=== Document excerpt ===
##############################

In 2019, before the COVID pandemic, nearly half of downtown commuters took transit to work, bucking the trend in other cities of declining ridership on public transportation.
But by the end of 2021, that figure was just 18%, a decline that followed an enormous shift to remote work. The recently released data, part of the nonprofit Commute Seattle’s annual survey of downtown businesses, quantifies a reality that is unlikely to come as a surprise two years after the beginning of the public health emergency.
The Downtown Seattle Association estimates there were 321,000 jobs downtown in 2021. Once upon a time, just 6% of all employees from downtown businesses worked remotely. That number jumped to 46% over the course of the pandemic, according to the survey of 4,371 employees. In addition to transit, those biking, walking or carpooling to work fell as well, although not as steeply.
Meanwhile, the share of workers driving alone to work remained roughly the same, at a quarter of all employees. That number represents a flattening after years of declines beginning in 2010.
The fact of remote work is known to all by this point. But Commute Seattle’s data shows just how stark that shift was. It’s especially pronounced among the region’s largest employers that have more than 100 workers who begin their days between 6 and 9 a.m., Monday through Friday. From those companies, 58% of workers switched to telework.
In comparing large and small employers, “it becomes clear that folks who work for the large companies are more likely to have that telework option long term,” said Madeline Feig, spokesperson for Commute Seattle, a transportation nonprofit that does outreach and consulting for downtown businesses. Meanwhile, just 20% of workers from companies with fewer than 10 employees were working remotely. “We talk a lot about how everybody is working from home, and they are not.”
The survey comes with some caveats. For one, the sample size is smaller than in previous years as reaching businesses was more of a challenge. The data was also collected last fall, before omicron drove a resurgence in COVID infections.
Feig said that made for a dynamic situation and that the results could look different if the survey was repeated today. But the survey nevertheless provided valuable context for how people and their employers were thinking about commuting, she said.
At the time the survey was taken, work behavior already was shifting toward a hybrid model. A quarter of employees worked exclusively remotely, with the rest coming in at least one day a week. Among hybrid workers, 50% drove to their offices when they did leave home.

##############################

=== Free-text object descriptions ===
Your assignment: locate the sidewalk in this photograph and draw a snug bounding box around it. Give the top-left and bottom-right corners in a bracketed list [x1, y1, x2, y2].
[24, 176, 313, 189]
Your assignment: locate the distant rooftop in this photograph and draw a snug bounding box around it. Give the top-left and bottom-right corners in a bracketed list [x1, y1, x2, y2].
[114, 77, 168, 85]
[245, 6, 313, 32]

##############################

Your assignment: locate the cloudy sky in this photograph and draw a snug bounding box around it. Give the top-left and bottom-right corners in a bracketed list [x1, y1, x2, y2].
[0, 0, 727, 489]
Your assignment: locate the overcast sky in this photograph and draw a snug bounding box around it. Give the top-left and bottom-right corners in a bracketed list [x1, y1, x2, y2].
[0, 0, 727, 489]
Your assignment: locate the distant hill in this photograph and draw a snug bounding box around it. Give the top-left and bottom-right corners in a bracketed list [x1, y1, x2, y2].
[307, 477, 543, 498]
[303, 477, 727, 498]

##############################

=== Tasks ===
A - Please transcribe the article on downtown Seattle commuting from "In 2019, before" to "public health emergency.".
B - For each statement below, say yes or no to whether the article on downtown Seattle commuting supports it, and quote the words of the article that settle it. (i) The survey drew on responses from 4,371 employees. (ii) The share of workers driving alone to work fell sharply during the pandemic. (iii) The survey data was gathered after omicron drove a resurgence in COVID infections.

=== Answers to each task ===
A -
In 2019, before the COVID pandemic, nearly half of downtown commuters took transit to work, bucking the trend in other cities of declining ridership on public transportation.
But by the end of 2021, that figure was just 18%, a decline that followed an enormous shift to remote work. The recently released data, part of the nonprofit Commute Seattle’s annual survey of downtown businesses, quantifies a reality that is unlikely to come as a surprise two years after the beginning of the public health emergency.

B -
(i) Yes: "according to the survey of 4,371 employees."
(ii) No: "the share of workers driving alone to work remained roughly the same, at a quarter of all employees."
(iii) No: "The data was also collected last fall, before omicron drove a resurgence in COVID infections."